====== Text passage

9eb4e0937782954c19d664e7d384d210bffb3b25
max
  Sat Jun 13 16:01:42 2026 -0700
lrSv: QA fixes from Lou's review - dedup, shared color palette, deCODE/AoU cleanup

- Drop kwanhoSv (KimPD) from the lrSvAll merge in databases.tsv; it stays on
dev/alpha until published, which also removes its >5 Mb breakend artifacts
from the merged track.
- Remove searchIndex from colorsDbSv, lrSv1kLin and lrSvAll (and the merge
generator): the bigBeds were built without a name index, so by-name search
never worked.
- Single shared per-SV-type color palette in lrSvCommon.py (svColor), used by
every converter and the merge. CPX is purple everywhere (was orange in
1kgOnt/apr/cpc1, colliding with INV's orange), colorsDb DEL is 200,0,0 like
the rest, and TRA/INSDEL get their own colors.
- deCODE: drop byte-identical duplicate rows and blank the fake AC=50
placeholder (AC is now a string field, omitted from the name and mouseOver).
- AoU: numeric-entity-encode non-ASCII gene/trait text and drop duplicate rows.
- gustafson, chirmade101, hprc2v21: drop byte-identical duplicate rows.
- lrSvMergeAll.py: skip byte-identical duplicate source rows instead of summing
their allele counts, which had inflated the per-database and total AC.

refs #36258

diff --git src/hg/makeDb/scripts/lrSv/databases.tsv src/hg/makeDb/scripts/lrSv/databases.tsv
index a22cff440af..eddde9e315a 100644
--- src/hg/makeDb/scripts/lrSv/databases.tsv
+++ src/hg/makeDb/scripts/lrSv/databases.tsv
@@ -1,32 +1,33 @@
 # Database configuration for lrSvAll combined long-read SV track
 # Columns:
 #   key            - short key used as field-name prefix and in `sources` list
 #   label          - human-readable label shown in filter dropdown and detail page
 #   bbPath         - path to the source bigBed file (under /gbdb/hg38/lrSv/)

============
====== Recorded information

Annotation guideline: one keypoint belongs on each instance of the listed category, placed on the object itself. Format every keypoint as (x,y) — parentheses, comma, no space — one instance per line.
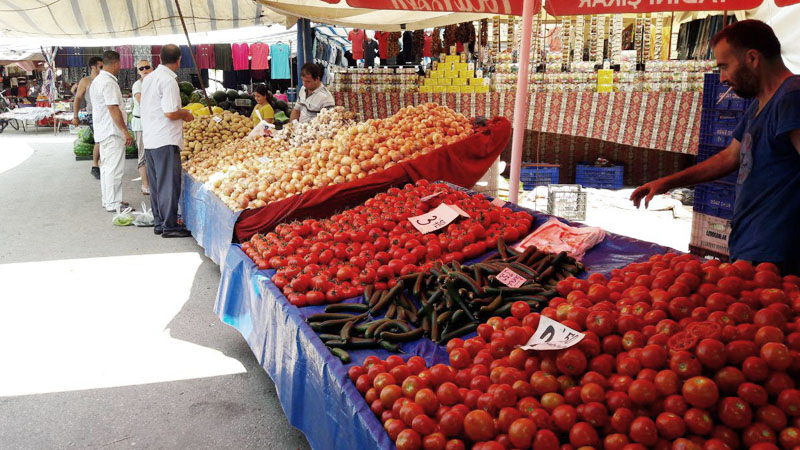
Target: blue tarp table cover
(210,221)
(312,384)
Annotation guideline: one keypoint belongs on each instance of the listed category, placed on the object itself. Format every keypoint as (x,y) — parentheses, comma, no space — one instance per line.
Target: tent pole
(521,101)
(194,60)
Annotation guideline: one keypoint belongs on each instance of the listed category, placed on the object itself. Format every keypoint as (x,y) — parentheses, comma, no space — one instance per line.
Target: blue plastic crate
(532,176)
(705,152)
(715,199)
(599,177)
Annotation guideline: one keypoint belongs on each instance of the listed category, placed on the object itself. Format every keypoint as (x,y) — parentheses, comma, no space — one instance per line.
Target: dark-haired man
(110,130)
(162,125)
(95,66)
(765,148)
(313,96)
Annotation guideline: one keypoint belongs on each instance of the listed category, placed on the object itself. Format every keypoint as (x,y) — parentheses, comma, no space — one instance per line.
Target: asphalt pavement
(108,339)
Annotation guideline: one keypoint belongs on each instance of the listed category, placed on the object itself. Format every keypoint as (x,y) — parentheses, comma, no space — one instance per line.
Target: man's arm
(119,121)
(76,104)
(711,169)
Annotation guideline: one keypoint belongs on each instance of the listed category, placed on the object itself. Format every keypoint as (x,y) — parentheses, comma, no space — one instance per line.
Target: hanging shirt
(280,61)
(223,57)
(383,44)
(205,56)
(766,213)
(259,53)
(357,38)
(241,55)
(370,51)
(426,49)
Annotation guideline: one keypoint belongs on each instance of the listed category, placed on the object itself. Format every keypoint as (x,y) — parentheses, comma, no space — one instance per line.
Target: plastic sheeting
(210,221)
(312,384)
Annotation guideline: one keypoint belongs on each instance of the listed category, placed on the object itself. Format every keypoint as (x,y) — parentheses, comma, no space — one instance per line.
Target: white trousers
(112,167)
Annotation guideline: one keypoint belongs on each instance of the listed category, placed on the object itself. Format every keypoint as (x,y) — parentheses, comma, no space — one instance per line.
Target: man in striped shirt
(313,96)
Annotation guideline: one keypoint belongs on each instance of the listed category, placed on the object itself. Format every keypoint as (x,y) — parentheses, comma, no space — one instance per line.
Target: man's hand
(647,191)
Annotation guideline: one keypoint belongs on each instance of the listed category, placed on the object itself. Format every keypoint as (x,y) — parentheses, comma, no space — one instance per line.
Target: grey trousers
(164,175)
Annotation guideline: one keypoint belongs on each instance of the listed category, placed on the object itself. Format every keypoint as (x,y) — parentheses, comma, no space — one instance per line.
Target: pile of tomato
(677,354)
(329,260)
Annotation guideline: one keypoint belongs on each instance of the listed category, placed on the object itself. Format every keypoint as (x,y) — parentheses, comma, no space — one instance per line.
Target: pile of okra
(446,302)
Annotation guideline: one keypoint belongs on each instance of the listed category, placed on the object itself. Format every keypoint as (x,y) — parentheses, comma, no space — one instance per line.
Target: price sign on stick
(510,278)
(435,219)
(551,335)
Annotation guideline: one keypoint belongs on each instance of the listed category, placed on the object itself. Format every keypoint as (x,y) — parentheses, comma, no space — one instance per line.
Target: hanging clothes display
(241,56)
(205,56)
(259,54)
(125,56)
(186,57)
(280,67)
(370,52)
(357,36)
(223,57)
(155,51)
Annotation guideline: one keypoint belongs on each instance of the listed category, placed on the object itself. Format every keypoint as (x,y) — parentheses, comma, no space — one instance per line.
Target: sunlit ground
(69,325)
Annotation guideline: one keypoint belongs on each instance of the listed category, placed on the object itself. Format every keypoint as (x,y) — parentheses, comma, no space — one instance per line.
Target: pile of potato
(213,132)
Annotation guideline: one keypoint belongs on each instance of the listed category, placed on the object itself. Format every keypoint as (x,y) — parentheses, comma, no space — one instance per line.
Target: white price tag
(551,335)
(428,197)
(435,219)
(510,278)
(459,211)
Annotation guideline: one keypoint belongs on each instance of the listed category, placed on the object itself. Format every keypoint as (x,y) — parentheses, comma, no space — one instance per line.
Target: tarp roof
(125,18)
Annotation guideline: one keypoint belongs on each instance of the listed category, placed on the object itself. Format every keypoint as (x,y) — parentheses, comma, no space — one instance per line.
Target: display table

============

= Exercise task A =
Which tracks did the lrSv commit remove searchIndex from?
= Exercise task B =
Under the lrSv commit's shared color palette, what color is CPX now?
= Exercise task C =
Write the next part of the lrSv commit, picking up after its last line.

= Written reply A =
colorsDbSv, lrSv1kLin, lrSvAll

= Written reply B =
Purple everywhere.

= Written reply C =
 #   valueField     - autoSql field name to extract for the per-db value column.
 #                    Special values:
 #                      UNKNOWN  - emit literal "unknown" (db has no real AC)
 #                      SPLIT    - use affField/healField for two output columns
 #   valueLabel     - text shown after the dataset name on the detail page
 #                    (typically "AC", but "samples" for gustafson)
 #   affField       - SPLIT mode: expression for affected AC (supports "a+b")
 #   healField      - SPLIT mode: expression for healthy AC
 #   afField        - autoSql field name(s) to use for max-AF aggregation,
 #                    comma-separated. "" means no AF available.
 # Order here = order of per-db columns in the output bigBed.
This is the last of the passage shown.